§ **EXERCISE**
Format the items below as a numbered list and omit any blank lines.

§ **TASK INPUT**
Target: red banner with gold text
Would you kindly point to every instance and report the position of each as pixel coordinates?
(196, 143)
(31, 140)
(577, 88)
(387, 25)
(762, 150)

§ **THE COMPLETED TASK**
1. Target: red banner with gold text
2. Would you kindly point to every instance and report the position of each as pixel coordinates?
3. (196, 143)
4. (31, 140)
5. (577, 88)
6. (387, 25)
7. (762, 150)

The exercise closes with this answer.